Direction. Please pull out every line of text from the records below, word for word, and leave the pictures out of your answer.

• • •

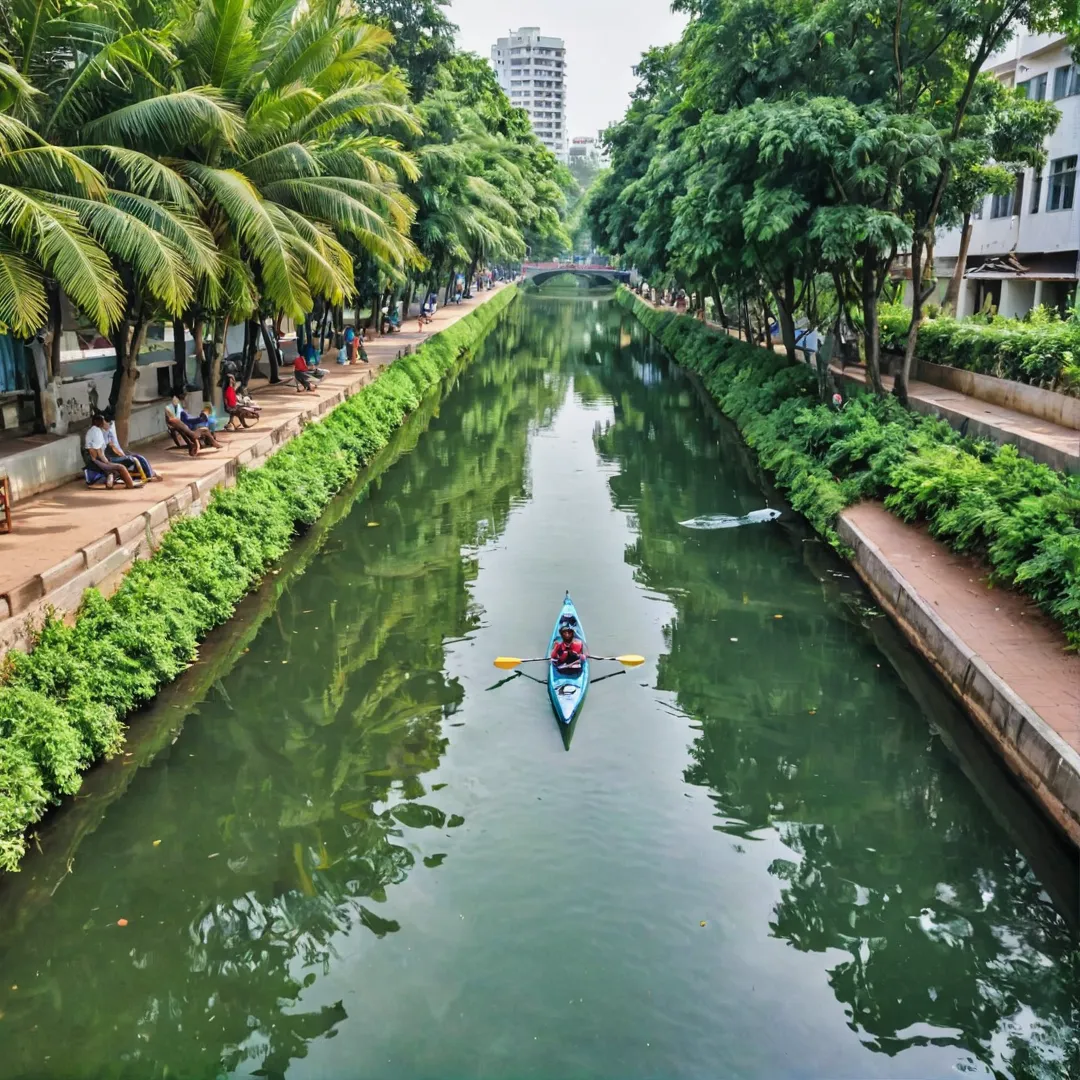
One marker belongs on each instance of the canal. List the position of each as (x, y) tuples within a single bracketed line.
[(774, 850)]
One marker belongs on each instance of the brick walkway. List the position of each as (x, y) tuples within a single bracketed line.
[(67, 539), (1006, 424), (1021, 644), (1009, 426)]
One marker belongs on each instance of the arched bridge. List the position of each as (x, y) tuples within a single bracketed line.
[(539, 272)]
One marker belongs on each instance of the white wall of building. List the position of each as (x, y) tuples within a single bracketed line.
[(531, 69), (1033, 227)]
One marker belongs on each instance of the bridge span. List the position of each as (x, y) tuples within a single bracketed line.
[(539, 272)]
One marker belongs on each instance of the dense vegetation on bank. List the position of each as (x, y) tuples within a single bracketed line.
[(62, 705), (216, 162), (1023, 518), (795, 159), (1041, 350)]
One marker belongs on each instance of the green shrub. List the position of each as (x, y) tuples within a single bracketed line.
[(1041, 350), (1023, 518), (62, 704)]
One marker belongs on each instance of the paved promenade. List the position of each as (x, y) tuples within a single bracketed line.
[(1002, 657), (1022, 645), (70, 538), (1006, 424)]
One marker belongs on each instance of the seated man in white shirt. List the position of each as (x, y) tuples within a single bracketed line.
[(119, 456), (98, 467)]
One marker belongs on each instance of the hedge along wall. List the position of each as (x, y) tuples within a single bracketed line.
[(62, 705), (1021, 517), (1040, 352)]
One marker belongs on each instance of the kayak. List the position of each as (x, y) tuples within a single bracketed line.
[(567, 692)]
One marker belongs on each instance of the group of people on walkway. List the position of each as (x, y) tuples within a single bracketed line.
[(106, 461)]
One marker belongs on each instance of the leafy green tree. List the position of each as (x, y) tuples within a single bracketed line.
[(423, 38)]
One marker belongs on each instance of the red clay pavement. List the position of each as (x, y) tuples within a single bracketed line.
[(1023, 646), (49, 528)]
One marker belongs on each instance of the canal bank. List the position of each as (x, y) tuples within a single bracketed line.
[(356, 860), (63, 704), (999, 655)]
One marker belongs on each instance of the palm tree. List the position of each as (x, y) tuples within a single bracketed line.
[(208, 164)]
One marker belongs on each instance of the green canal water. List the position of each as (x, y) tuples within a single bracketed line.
[(773, 851)]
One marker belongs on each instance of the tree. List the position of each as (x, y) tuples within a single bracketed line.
[(423, 38)]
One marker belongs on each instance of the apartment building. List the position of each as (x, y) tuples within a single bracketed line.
[(1024, 246), (531, 69)]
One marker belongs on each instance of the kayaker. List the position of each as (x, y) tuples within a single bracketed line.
[(568, 652)]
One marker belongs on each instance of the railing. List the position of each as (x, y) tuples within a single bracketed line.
[(566, 266)]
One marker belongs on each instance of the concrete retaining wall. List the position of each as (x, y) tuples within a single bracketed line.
[(59, 460), (1031, 401), (1036, 753)]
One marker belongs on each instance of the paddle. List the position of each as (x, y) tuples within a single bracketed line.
[(508, 663)]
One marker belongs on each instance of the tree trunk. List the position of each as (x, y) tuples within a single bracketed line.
[(119, 341), (918, 295), (471, 275), (273, 353), (871, 333), (55, 323), (131, 343), (202, 360), (179, 359), (213, 392), (956, 282), (785, 299), (251, 348), (376, 321)]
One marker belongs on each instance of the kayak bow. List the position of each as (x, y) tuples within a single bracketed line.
[(567, 691)]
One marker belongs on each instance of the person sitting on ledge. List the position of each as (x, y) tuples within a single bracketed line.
[(237, 409), (118, 455), (97, 467), (187, 433)]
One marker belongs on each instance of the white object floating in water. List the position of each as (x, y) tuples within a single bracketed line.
[(730, 521)]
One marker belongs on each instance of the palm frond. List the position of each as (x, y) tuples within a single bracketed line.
[(154, 261), (54, 237), (24, 306), (282, 278), (169, 121), (187, 233), (140, 174)]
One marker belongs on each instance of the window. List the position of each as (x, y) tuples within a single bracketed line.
[(1063, 181), (1035, 89), (1008, 204), (1066, 81)]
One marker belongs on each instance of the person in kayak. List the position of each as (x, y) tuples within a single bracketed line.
[(569, 652)]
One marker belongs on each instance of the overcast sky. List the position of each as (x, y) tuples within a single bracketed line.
[(604, 40)]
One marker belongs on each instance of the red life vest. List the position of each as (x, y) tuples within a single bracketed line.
[(564, 653)]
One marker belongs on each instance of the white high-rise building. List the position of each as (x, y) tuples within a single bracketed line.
[(531, 69)]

• • •

Output for this exercise.
One marker belongs on each instance of the canal. List the position of each as (x, y) tuples within a single bracketed line.
[(774, 850)]
One marker belongs on each instance of the brick walkway. List the position of each as (x, y) tuples within a single bracketed line.
[(67, 539), (1006, 424), (1021, 644), (1009, 426)]
One marker belongs on each instance of the arched bridge. List the position of each as (x, y) tuples within a single bracketed line.
[(539, 272)]
One marker belongs on each instance of the white wall of building. List the position of each as (x, y) tuples within a single bracketed line.
[(531, 69), (1033, 227)]
One marker belongs on each instance of the bridge span. List the position of each as (x, y) tuples within a single bracketed line.
[(539, 272)]
One marker belongs on each instance of the dense vegetation on bank. List the position of each as (x, y) tuples within a single bracketed line.
[(62, 705), (216, 162), (1023, 518), (795, 159), (1041, 350)]
One marker belongs on each instance of the green shrub. List the position of each as (x, y) tuples within a single bracketed line.
[(1041, 350), (1023, 518), (62, 704)]
One marker belongs on each instance of the paved promenade. List the position of each as (x, y) tuples within a single bracketed line.
[(1002, 657), (1022, 645), (70, 538), (1006, 424)]
One marker belongs on each instance of the seated man in white shirt. List the position of each as (x, y) tuples within a single bracketed line.
[(119, 456), (98, 467)]
One marker belongs on each instance of the hedge along wall. List the position of each as (x, y) tuples within a single bracketed line.
[(62, 705), (1021, 517), (1040, 352)]
One marker belongs on each instance of the kayak. List the position of each as (x, y) tuples within a single bracketed line.
[(567, 692)]
One marker belongs on each instance of the group of people on walkway. List the position of each as (x, y) tuples within a single bracketed line.
[(106, 461)]
One marker belongs on each instance of the leafy green tree. List the position of each as (x, y) tuples within a single bracketed line.
[(423, 38)]
One marker belongs on each instance of the red clay pavement. List the position of each as (x, y) tuples within a single bracketed line.
[(1023, 646), (49, 528)]
One marker belongs on each instance of the canal bank. List the position of each as (x, y) tuples within a single bracketed line.
[(356, 860), (63, 704), (999, 655)]
One marker belongs on each instance of the palm tree. List the position of each as (x, y) tuples within a single bracketed line.
[(208, 164)]
One marker belongs on each instance of the green canal water. List the position of each as (x, y) tuples within a single bracketed line.
[(773, 851)]
One marker belongs on each instance of the tree. List the position of each as (x, y) tuples within a single bracketed line.
[(423, 38)]
One marker belongs on each instance of the apartment building. List the position of each as (x, y) tuples within a single bracketed line.
[(1024, 246), (531, 69)]
One marker belongs on each instance of the kayaker. List the position of each as (x, y) tuples within a single bracketed line.
[(568, 652)]
One marker belongs on each instance of the railing. List the position of each as (x, y) tuples within a single bracketed line.
[(566, 266)]
One marker belongs on each instance of the concrete retaining wall. List the position of each as (x, y) tuples within a single bracketed line.
[(59, 460), (1031, 401), (1036, 753)]
One marker belongs on each instance of the paddle. List the position of each as (x, y) tuples within a single bracketed line.
[(508, 663)]
One marker belongs on each instance of the tree trunk. List the position of each as (x, y) tuples within a single bracketed line.
[(119, 341), (918, 295), (471, 275), (273, 353), (871, 333), (55, 323), (131, 343), (202, 360), (179, 359), (213, 392), (956, 282), (785, 299), (251, 348), (376, 321)]
One marker belongs on each instance of the kayak bow. List the position of each as (x, y) tuples within a single bracketed line.
[(567, 691)]
One marker belongs on each instance of the person sitting on ledge. List the position of each as (x, y) tuples within a single bracketed line.
[(237, 409), (118, 455), (97, 467), (187, 433)]
One marker belongs on each instance of the white object floating in water. List the position of each as (x, y) tuples within a single bracketed line.
[(730, 521)]
One marker belongs on each instance of the palm frond. List the position of each as (x, y) tuples within a single bracketed line.
[(154, 261), (54, 237), (24, 306), (282, 278), (169, 121), (187, 233), (140, 174)]
One marker belongs on each instance of the window. List the position of each as (x, y) tuples within a single bracketed line.
[(1063, 181), (1035, 89), (1008, 204), (1066, 81)]
One marker belongs on each instance of the person in kayak. List the position of each as (x, y) tuples within a single bracketed line.
[(569, 652)]
One marker belongs on each instance of the overcast sky. List the position of each as (x, y) tuples within a single bracketed line.
[(604, 40)]
One marker belongs on each instance of the red life vest. List the position of each as (x, y) tuples within a single bracketed line.
[(564, 653)]
One marker belongs on each instance of the white high-rise building. List the position of each as (x, y) tuples within a single bracketed line.
[(531, 69)]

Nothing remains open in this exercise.